## [Records shown]
---

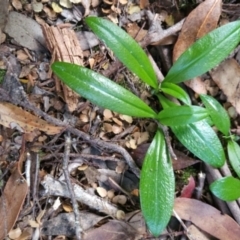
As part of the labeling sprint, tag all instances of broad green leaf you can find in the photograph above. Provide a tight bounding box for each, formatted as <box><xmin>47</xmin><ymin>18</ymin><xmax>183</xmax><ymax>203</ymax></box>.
<box><xmin>227</xmin><ymin>140</ymin><xmax>240</xmax><ymax>178</ymax></box>
<box><xmin>210</xmin><ymin>176</ymin><xmax>240</xmax><ymax>201</ymax></box>
<box><xmin>200</xmin><ymin>94</ymin><xmax>230</xmax><ymax>136</ymax></box>
<box><xmin>172</xmin><ymin>120</ymin><xmax>225</xmax><ymax>167</ymax></box>
<box><xmin>140</xmin><ymin>130</ymin><xmax>174</xmax><ymax>236</ymax></box>
<box><xmin>52</xmin><ymin>62</ymin><xmax>157</xmax><ymax>118</ymax></box>
<box><xmin>164</xmin><ymin>21</ymin><xmax>240</xmax><ymax>83</ymax></box>
<box><xmin>85</xmin><ymin>17</ymin><xmax>158</xmax><ymax>89</ymax></box>
<box><xmin>157</xmin><ymin>94</ymin><xmax>178</xmax><ymax>109</ymax></box>
<box><xmin>158</xmin><ymin>106</ymin><xmax>208</xmax><ymax>126</ymax></box>
<box><xmin>160</xmin><ymin>82</ymin><xmax>191</xmax><ymax>105</ymax></box>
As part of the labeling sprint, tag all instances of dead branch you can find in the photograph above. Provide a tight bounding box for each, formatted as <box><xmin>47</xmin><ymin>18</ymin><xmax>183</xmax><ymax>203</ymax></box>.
<box><xmin>62</xmin><ymin>135</ymin><xmax>82</xmax><ymax>239</ymax></box>
<box><xmin>41</xmin><ymin>174</ymin><xmax>125</xmax><ymax>219</ymax></box>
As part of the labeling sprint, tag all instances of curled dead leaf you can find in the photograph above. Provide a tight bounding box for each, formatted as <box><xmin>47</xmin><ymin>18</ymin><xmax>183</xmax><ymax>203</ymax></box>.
<box><xmin>0</xmin><ymin>102</ymin><xmax>64</xmax><ymax>135</ymax></box>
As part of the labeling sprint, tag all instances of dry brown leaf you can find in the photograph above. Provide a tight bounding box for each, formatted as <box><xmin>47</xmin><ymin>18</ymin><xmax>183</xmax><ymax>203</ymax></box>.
<box><xmin>210</xmin><ymin>59</ymin><xmax>240</xmax><ymax>114</ymax></box>
<box><xmin>97</xmin><ymin>187</ymin><xmax>107</xmax><ymax>198</ymax></box>
<box><xmin>103</xmin><ymin>109</ymin><xmax>113</xmax><ymax>120</ymax></box>
<box><xmin>62</xmin><ymin>202</ymin><xmax>73</xmax><ymax>212</ymax></box>
<box><xmin>0</xmin><ymin>102</ymin><xmax>64</xmax><ymax>135</ymax></box>
<box><xmin>32</xmin><ymin>1</ymin><xmax>43</xmax><ymax>13</ymax></box>
<box><xmin>51</xmin><ymin>2</ymin><xmax>63</xmax><ymax>13</ymax></box>
<box><xmin>139</xmin><ymin>0</ymin><xmax>149</xmax><ymax>9</ymax></box>
<box><xmin>174</xmin><ymin>198</ymin><xmax>240</xmax><ymax>240</ymax></box>
<box><xmin>173</xmin><ymin>0</ymin><xmax>221</xmax><ymax>94</ymax></box>
<box><xmin>8</xmin><ymin>227</ymin><xmax>22</xmax><ymax>239</ymax></box>
<box><xmin>41</xmin><ymin>212</ymin><xmax>106</xmax><ymax>236</ymax></box>
<box><xmin>12</xmin><ymin>0</ymin><xmax>22</xmax><ymax>10</ymax></box>
<box><xmin>125</xmin><ymin>22</ymin><xmax>147</xmax><ymax>42</ymax></box>
<box><xmin>4</xmin><ymin>11</ymin><xmax>46</xmax><ymax>52</ymax></box>
<box><xmin>0</xmin><ymin>145</ymin><xmax>28</xmax><ymax>240</ymax></box>
<box><xmin>173</xmin><ymin>0</ymin><xmax>221</xmax><ymax>61</ymax></box>
<box><xmin>131</xmin><ymin>143</ymin><xmax>199</xmax><ymax>169</ymax></box>
<box><xmin>84</xmin><ymin>220</ymin><xmax>139</xmax><ymax>240</ymax></box>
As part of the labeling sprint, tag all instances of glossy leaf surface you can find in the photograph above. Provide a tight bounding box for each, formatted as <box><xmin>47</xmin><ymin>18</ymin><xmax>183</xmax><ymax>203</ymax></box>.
<box><xmin>157</xmin><ymin>94</ymin><xmax>178</xmax><ymax>109</ymax></box>
<box><xmin>172</xmin><ymin>120</ymin><xmax>225</xmax><ymax>167</ymax></box>
<box><xmin>227</xmin><ymin>140</ymin><xmax>240</xmax><ymax>178</ymax></box>
<box><xmin>158</xmin><ymin>106</ymin><xmax>208</xmax><ymax>126</ymax></box>
<box><xmin>85</xmin><ymin>17</ymin><xmax>158</xmax><ymax>89</ymax></box>
<box><xmin>140</xmin><ymin>130</ymin><xmax>174</xmax><ymax>236</ymax></box>
<box><xmin>160</xmin><ymin>82</ymin><xmax>191</xmax><ymax>105</ymax></box>
<box><xmin>210</xmin><ymin>176</ymin><xmax>240</xmax><ymax>201</ymax></box>
<box><xmin>52</xmin><ymin>62</ymin><xmax>157</xmax><ymax>118</ymax></box>
<box><xmin>164</xmin><ymin>21</ymin><xmax>240</xmax><ymax>83</ymax></box>
<box><xmin>200</xmin><ymin>94</ymin><xmax>230</xmax><ymax>135</ymax></box>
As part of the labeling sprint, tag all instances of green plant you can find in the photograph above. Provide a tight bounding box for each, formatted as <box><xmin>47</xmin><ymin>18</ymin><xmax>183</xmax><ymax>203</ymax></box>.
<box><xmin>52</xmin><ymin>17</ymin><xmax>240</xmax><ymax>236</ymax></box>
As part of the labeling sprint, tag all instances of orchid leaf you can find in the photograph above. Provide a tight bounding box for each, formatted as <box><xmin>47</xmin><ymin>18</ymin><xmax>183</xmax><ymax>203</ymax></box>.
<box><xmin>160</xmin><ymin>82</ymin><xmax>191</xmax><ymax>105</ymax></box>
<box><xmin>140</xmin><ymin>130</ymin><xmax>175</xmax><ymax>236</ymax></box>
<box><xmin>52</xmin><ymin>62</ymin><xmax>157</xmax><ymax>118</ymax></box>
<box><xmin>200</xmin><ymin>94</ymin><xmax>230</xmax><ymax>136</ymax></box>
<box><xmin>164</xmin><ymin>21</ymin><xmax>240</xmax><ymax>83</ymax></box>
<box><xmin>210</xmin><ymin>177</ymin><xmax>240</xmax><ymax>201</ymax></box>
<box><xmin>227</xmin><ymin>140</ymin><xmax>240</xmax><ymax>178</ymax></box>
<box><xmin>172</xmin><ymin>120</ymin><xmax>225</xmax><ymax>168</ymax></box>
<box><xmin>85</xmin><ymin>17</ymin><xmax>158</xmax><ymax>89</ymax></box>
<box><xmin>158</xmin><ymin>106</ymin><xmax>208</xmax><ymax>126</ymax></box>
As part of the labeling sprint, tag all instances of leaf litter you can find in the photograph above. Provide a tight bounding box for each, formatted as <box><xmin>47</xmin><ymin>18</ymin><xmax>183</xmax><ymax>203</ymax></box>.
<box><xmin>0</xmin><ymin>0</ymin><xmax>240</xmax><ymax>239</ymax></box>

---

## [Required work]
Set down the lines above exactly as written. Begin at the line containing "As part of the labeling sprint, tag all instances of leaf" and stop after the last line.

## [Answer section]
As part of the labeling sprint, tag all instances of leaf litter you can find in the photograph above. Provide a tight bounding box for each, formatted as <box><xmin>47</xmin><ymin>18</ymin><xmax>183</xmax><ymax>203</ymax></box>.
<box><xmin>0</xmin><ymin>0</ymin><xmax>240</xmax><ymax>239</ymax></box>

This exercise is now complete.